## SOURCE TEXT
■ ■ ■ ■
Now, just because a user may have these problems and a CA may be able to help solve them, it does not mean the SSL indicator is the right place to help answer these questions. It just means that there is a problem and skills intersection.

When, and how to solve this problem is another exercise altogether. Let’s explore EV for a second to give that some context.

Today if we assume the information in an EV certificate is correct (and not confusing see: this and this for context) we can say it provides the answer to “if I need to sue these people where do I tell my lawyer they are at?”.

The problem with that is that you may not have that information when you need it. I say this because you typically need to sue someone after you completed a transaction with them not before. After the fact, you have no assurance that this information in the certificate will be available at the site you did the transaction with.  The website may have gone away, they could have changed their certificate, or could some other change may have taken place that makes that information not readily available to you when you need it.

In any event, the point of this post is to say CAs should not be asking what they can put into certificates but what problems users have that CAs are well suited to solve. Unless they start there they will not be solving a real problem, they will just be bolting more things onto a certificate and asking why browsers and users don’t users see value in it.

Reality vs Fantasy – The DV vs EV argument

This morning I woke up to a blog post from Melih, the founder of Comodo titled “Problem vs Solution Value mapping”.

This is a follow-up to an ongoing discussion Melih and I have been having about the value of EV, and positive trust indicators. On my blog, the conversation started July 2017 if you’re interested.

Melih’s focuses his most recent post on the assessment of “value”, correctly attempting to define it as the basis of the rest of the post. He chooses to define it as  “the direct result of a resolution to a problem.” I think it is this definition is the first part of his argument I have an issue with. Namely, The Oxford Dictionary defines “value” as “the regard that something is held to deserve; the importance, worth, or usefulness of something.”

When considering “value” with this definition, I believe an analysis of “value” would start by building a case on what is “deserved”. To do that, we have to also define a context in which that value is assessed. I think this is probably the hardest part, and probably where most of the disagreement on “value” of EV stems from.
■ ■ ■ ■
## DATA ROWS
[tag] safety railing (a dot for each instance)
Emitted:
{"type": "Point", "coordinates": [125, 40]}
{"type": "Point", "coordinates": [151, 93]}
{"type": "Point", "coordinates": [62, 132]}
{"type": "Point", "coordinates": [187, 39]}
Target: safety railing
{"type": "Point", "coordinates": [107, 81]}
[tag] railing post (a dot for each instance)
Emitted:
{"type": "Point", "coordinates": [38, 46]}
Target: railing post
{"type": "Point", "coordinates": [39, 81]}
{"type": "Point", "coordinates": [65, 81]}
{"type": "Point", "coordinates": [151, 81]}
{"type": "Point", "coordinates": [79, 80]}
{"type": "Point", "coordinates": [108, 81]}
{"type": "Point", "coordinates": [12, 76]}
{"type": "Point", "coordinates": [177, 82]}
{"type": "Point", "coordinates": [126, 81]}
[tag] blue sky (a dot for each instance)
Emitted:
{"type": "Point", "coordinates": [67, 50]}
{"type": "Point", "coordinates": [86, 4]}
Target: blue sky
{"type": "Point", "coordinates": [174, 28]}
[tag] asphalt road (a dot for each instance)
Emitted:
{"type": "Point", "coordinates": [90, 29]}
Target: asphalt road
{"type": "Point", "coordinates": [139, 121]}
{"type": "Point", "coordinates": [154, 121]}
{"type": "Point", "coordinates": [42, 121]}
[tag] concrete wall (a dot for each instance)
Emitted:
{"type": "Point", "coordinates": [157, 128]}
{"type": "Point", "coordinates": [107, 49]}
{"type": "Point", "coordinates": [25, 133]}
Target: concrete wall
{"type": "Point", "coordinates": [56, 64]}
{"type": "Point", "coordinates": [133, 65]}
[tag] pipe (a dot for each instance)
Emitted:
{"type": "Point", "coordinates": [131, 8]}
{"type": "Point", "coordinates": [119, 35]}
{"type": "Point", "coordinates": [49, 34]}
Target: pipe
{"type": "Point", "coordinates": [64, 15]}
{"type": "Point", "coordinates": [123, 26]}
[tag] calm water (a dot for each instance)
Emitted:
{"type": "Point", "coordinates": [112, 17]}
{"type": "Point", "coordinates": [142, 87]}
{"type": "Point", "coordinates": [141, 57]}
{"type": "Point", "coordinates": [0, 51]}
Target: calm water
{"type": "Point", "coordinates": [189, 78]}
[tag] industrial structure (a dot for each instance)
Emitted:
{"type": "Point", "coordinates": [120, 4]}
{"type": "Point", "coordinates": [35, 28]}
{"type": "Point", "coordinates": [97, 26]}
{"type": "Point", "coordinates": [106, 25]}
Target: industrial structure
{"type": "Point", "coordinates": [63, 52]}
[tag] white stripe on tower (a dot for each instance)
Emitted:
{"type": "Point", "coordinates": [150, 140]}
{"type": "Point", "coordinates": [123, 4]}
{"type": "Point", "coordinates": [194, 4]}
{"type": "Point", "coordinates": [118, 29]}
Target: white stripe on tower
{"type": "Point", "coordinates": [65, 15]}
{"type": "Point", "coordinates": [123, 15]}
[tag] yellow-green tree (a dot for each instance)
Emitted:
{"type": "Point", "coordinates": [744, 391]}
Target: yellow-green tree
■ ■ ■ ■
## WHAT YOU WILL DO
[a] Rewrite the part of the post about EV certificates starting at "Now, just because" and ending at "that some context.", replacing "SSL indicator" with "padlock icon".
[b] According to the post about EV certificates, what could happen after a transaction that would leave the certificate's information unavailable when you need it? List each possibility.

## PER-TASK ANSWERS
[a]
Now, just because a user may have these problems and a CA may be able to help solve them, it does not mean the padlock icon is the right place to help answer these questions. It just means that there is a problem and skills intersection.

When, and how to solve this problem is another exercise altogether. Let’s explore EV for a second to give that some context.

[b]
- The website may have gone away.
- They could have changed their certificate.
- Some other change may have taken place that makes the information not readily available.